*Task instructions*. Copy these lines, changing "boat fender" to "dock bumper" and leaving everything else as it is. Omit the pictures from your copy.

======== Task data ========

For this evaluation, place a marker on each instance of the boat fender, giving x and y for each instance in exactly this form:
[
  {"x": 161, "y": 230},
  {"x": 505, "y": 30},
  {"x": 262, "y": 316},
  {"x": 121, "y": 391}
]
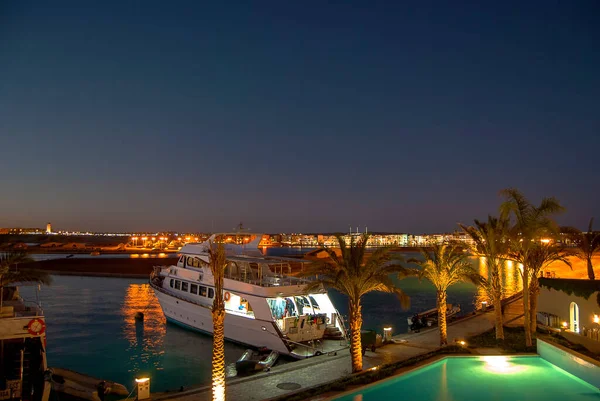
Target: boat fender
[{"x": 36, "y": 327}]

========

*Output below*.
For this evaluation, place a marker on each instance of the dock bumper, giving x and y for each instance in exactly this form:
[
  {"x": 161, "y": 230},
  {"x": 505, "y": 30},
  {"x": 262, "y": 316},
  {"x": 121, "y": 391}
]
Target: dock bumper
[{"x": 36, "y": 327}]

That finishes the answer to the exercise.